§ Your instructions
Leaving out the pictures, reproduce each record exactly and in full.

Natural language region descriptions
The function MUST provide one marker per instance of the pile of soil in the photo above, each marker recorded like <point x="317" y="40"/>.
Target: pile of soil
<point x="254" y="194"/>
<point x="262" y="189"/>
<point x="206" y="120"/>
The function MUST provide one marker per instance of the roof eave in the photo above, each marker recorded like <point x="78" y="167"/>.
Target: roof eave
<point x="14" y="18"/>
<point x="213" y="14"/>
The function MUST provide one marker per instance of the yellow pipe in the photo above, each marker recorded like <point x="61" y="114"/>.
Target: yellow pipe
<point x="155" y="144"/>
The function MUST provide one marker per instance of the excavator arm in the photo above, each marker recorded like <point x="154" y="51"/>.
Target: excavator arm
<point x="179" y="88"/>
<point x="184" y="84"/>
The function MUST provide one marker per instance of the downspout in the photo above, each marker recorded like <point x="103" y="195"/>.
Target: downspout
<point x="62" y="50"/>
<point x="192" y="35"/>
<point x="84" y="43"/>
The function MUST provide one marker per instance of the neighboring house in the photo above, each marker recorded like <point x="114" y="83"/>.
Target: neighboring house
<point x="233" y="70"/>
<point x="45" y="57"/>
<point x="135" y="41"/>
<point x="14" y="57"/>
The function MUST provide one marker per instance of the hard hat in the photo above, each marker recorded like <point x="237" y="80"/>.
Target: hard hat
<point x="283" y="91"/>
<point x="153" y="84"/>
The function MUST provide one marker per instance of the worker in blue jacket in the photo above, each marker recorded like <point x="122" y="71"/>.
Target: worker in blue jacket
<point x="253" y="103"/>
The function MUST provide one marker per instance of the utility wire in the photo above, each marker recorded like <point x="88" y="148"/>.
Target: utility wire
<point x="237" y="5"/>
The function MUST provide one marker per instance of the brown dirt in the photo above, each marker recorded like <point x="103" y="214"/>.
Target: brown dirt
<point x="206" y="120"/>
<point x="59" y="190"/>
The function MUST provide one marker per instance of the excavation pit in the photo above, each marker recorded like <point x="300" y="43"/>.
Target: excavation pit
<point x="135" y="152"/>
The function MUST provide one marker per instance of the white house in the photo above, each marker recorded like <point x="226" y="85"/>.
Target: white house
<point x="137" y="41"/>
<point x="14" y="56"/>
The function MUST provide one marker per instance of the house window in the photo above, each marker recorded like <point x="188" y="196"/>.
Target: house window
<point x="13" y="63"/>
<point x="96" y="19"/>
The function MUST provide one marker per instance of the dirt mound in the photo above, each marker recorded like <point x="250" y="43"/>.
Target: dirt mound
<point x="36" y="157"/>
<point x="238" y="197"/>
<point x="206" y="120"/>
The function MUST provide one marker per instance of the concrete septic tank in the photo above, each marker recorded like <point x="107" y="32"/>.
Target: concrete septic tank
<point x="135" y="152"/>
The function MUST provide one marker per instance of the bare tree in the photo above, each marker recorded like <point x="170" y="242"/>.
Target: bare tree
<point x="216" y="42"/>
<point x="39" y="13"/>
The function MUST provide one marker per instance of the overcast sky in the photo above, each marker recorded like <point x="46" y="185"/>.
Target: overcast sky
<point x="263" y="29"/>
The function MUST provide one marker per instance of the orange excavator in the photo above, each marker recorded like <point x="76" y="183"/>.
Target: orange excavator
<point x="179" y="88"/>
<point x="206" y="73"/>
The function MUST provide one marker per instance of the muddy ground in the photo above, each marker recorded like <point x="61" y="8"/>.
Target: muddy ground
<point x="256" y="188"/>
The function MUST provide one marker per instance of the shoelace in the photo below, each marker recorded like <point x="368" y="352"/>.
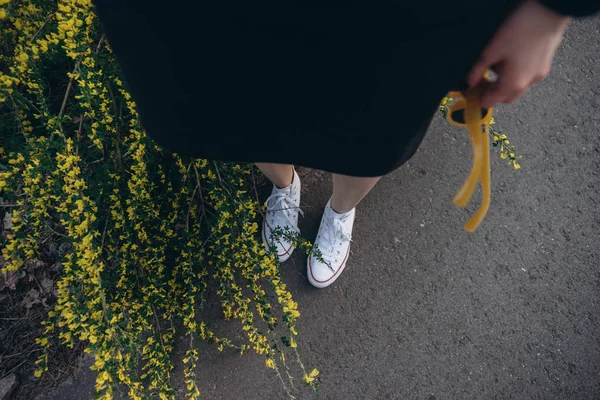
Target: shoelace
<point x="338" y="232"/>
<point x="282" y="201"/>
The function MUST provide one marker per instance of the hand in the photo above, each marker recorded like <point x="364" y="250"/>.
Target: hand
<point x="520" y="53"/>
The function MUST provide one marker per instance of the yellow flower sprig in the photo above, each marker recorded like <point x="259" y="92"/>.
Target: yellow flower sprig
<point x="499" y="139"/>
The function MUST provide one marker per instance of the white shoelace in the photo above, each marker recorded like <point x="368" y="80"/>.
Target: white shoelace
<point x="281" y="201"/>
<point x="331" y="234"/>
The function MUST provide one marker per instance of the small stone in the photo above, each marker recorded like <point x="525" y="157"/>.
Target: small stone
<point x="8" y="385"/>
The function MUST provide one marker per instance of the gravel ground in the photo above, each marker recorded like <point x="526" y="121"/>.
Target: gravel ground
<point x="427" y="311"/>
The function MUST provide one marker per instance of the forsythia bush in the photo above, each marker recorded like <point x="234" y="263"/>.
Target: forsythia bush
<point x="141" y="233"/>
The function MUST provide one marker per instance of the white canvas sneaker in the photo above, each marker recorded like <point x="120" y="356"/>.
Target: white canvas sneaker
<point x="283" y="207"/>
<point x="333" y="241"/>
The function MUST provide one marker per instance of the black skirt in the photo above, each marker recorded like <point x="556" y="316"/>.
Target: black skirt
<point x="337" y="86"/>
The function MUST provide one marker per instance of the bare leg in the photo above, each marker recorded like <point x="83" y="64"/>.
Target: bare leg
<point x="348" y="191"/>
<point x="280" y="174"/>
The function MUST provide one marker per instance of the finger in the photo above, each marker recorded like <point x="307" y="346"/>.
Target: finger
<point x="499" y="90"/>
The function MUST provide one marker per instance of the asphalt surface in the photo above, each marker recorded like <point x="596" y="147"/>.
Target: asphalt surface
<point x="425" y="310"/>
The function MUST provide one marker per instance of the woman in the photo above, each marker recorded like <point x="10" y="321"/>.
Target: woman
<point x="337" y="85"/>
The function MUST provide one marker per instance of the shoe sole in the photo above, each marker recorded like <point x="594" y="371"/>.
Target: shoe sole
<point x="324" y="284"/>
<point x="282" y="257"/>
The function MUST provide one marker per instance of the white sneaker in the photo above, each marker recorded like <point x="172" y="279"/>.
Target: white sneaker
<point x="283" y="207"/>
<point x="333" y="241"/>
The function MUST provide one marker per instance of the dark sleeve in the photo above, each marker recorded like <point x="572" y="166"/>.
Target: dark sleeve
<point x="574" y="8"/>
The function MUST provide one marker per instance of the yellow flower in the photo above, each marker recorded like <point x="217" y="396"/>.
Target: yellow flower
<point x="308" y="378"/>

§ Exercise output
The function MUST provide one marker per instance of the pile of soil in the photo above, each marker recorded like <point x="317" y="40"/>.
Target: pile of soil
<point x="254" y="194"/>
<point x="262" y="189"/>
<point x="206" y="120"/>
The function MUST provide one marker per instance of the roof eave in the photo above, each marker recorded like <point x="78" y="167"/>.
Target: roof eave
<point x="14" y="18"/>
<point x="213" y="14"/>
The function MUST provide one marker per instance of the yellow pipe in the photo above, each marker recorded like <point x="61" y="114"/>.
Target: yellow pipe
<point x="155" y="144"/>
The function MUST provide one marker per instance of the excavator arm in the photo above, each marker recorded like <point x="154" y="51"/>.
Target: excavator arm
<point x="179" y="88"/>
<point x="184" y="84"/>
The function MUST provide one marker per instance of the downspout in the photo above, each marker recorded like <point x="103" y="195"/>.
Target: downspout
<point x="62" y="50"/>
<point x="192" y="35"/>
<point x="84" y="43"/>
The function MUST provide one marker per instance of the neighboring house in the photo above, each marker recorded like <point x="114" y="83"/>.
Target: neighboring house
<point x="233" y="70"/>
<point x="45" y="57"/>
<point x="135" y="41"/>
<point x="14" y="57"/>
The function MUST provide one marker per instance of the hard hat in the photo above, each marker recorded like <point x="237" y="80"/>.
Target: hard hat
<point x="283" y="91"/>
<point x="153" y="84"/>
The function MUST provide one marker per instance of the worker in blue jacket in the photo above, each marker recorded like <point x="122" y="71"/>.
Target: worker in blue jacket
<point x="253" y="103"/>
The function MUST provide one marker per instance of the utility wire in the photo above, each marker recorded like <point x="88" y="148"/>.
Target: utility wire
<point x="237" y="5"/>
The function MUST provide one marker per instance of the brown dirt in the photo above, each marker recorded like <point x="103" y="214"/>.
Target: brown dirt
<point x="206" y="120"/>
<point x="59" y="190"/>
The function MUST provide one marker per instance of the excavation pit in the photo above, each marker recorded like <point x="300" y="43"/>.
Target: excavation pit
<point x="135" y="152"/>
The function MUST provide one marker per instance of the white house in the photo above, each marker recorded like <point x="226" y="85"/>.
Target: white house
<point x="137" y="41"/>
<point x="14" y="56"/>
The function MUST provide one marker per instance of the house window in the photo above, each marker recorded like <point x="188" y="196"/>.
Target: house window
<point x="13" y="63"/>
<point x="96" y="19"/>
The function MUST provide one marker per instance of the dirt mound in the photo above, each marker recorded like <point x="250" y="43"/>.
Target: dirt mound
<point x="36" y="157"/>
<point x="238" y="197"/>
<point x="206" y="120"/>
The function MUST provide one marker per instance of the concrete septic tank in the photo above, each marker recorded like <point x="107" y="32"/>.
Target: concrete septic tank
<point x="135" y="152"/>
The function MUST provide one marker per instance of the bare tree in the photo above, each marker recorded like <point x="170" y="242"/>.
Target: bare tree
<point x="216" y="42"/>
<point x="39" y="13"/>
The function MUST provide one marker per instance of the overcast sky in the photo above, each marker recorded like <point x="46" y="185"/>.
Target: overcast sky
<point x="263" y="29"/>
The function MUST provide one marker per instance of the orange excavator in the photo above, each marker recorded like <point x="76" y="183"/>.
Target: orange excavator
<point x="179" y="88"/>
<point x="206" y="73"/>
The function MUST provide one marker per instance of the muddy ground in the photo above, each marker recorded like <point x="61" y="8"/>.
Target: muddy ground
<point x="256" y="188"/>
The function MUST provide one marker per instance of the shoelace in the photo below, each marker recorded like <point x="368" y="352"/>.
Target: shoelace
<point x="338" y="232"/>
<point x="282" y="201"/>
The function MUST provide one marker per instance of the hand in the photo above, each marker recorded like <point x="364" y="250"/>.
Target: hand
<point x="520" y="53"/>
The function MUST provide one marker per instance of the yellow flower sprig in the photo above, each marker recorded like <point x="259" y="92"/>.
Target: yellow flower sprig
<point x="499" y="139"/>
The function MUST provide one marker per instance of the white shoelace in the photo above, each marker recorded like <point x="368" y="80"/>.
Target: white shoelace
<point x="281" y="201"/>
<point x="331" y="234"/>
The function MUST provide one marker per instance of the small stone in the photo above, each marker recorded like <point x="525" y="157"/>.
Target: small stone
<point x="8" y="385"/>
The function MUST provide one marker per instance of the gravel ground in the photo above, each marker recorded like <point x="526" y="121"/>.
Target: gravel ground
<point x="427" y="311"/>
The function MUST provide one marker per instance of the forsythia bush in the photo above, each marker recorded like <point x="234" y="263"/>.
Target: forsythia bush
<point x="141" y="233"/>
The function MUST provide one marker per instance of the white canvas sneaker in the photo above, each marker recorded like <point x="120" y="356"/>.
Target: white canvas sneaker
<point x="283" y="207"/>
<point x="333" y="241"/>
The function MUST provide one marker per instance of the black skirt in the photo above, each marker recorded like <point x="556" y="316"/>.
Target: black skirt
<point x="337" y="86"/>
The function MUST provide one marker per instance of the bare leg in the photo above, each marker recorded like <point x="83" y="64"/>.
Target: bare leg
<point x="348" y="191"/>
<point x="280" y="174"/>
The function MUST provide one marker per instance of the finger in the photo above, each marker recorded like <point x="307" y="346"/>.
Target: finger
<point x="499" y="90"/>
The function MUST provide one marker per instance of the asphalt surface in the photo above, each marker recorded like <point x="596" y="147"/>.
Target: asphalt surface
<point x="425" y="310"/>
The function MUST provide one marker per instance of the woman in the photo above, each marker recorded like <point x="10" y="321"/>.
Target: woman
<point x="337" y="85"/>
The function MUST provide one marker per instance of the shoe sole in the photo above, each marker recorded like <point x="594" y="371"/>.
Target: shoe sole
<point x="324" y="284"/>
<point x="282" y="257"/>
The function MUST provide one marker per instance of the white sneaker in the photo above, each marker recorded like <point x="172" y="279"/>.
Target: white sneaker
<point x="283" y="207"/>
<point x="333" y="241"/>
The function MUST provide one marker per instance of the dark sleeve in the photo above, each marker recorded like <point x="572" y="166"/>.
Target: dark sleeve
<point x="574" y="8"/>
The function MUST provide one marker per instance of the yellow flower in the photo above, each marker recorded like <point x="217" y="396"/>.
Target: yellow flower
<point x="308" y="378"/>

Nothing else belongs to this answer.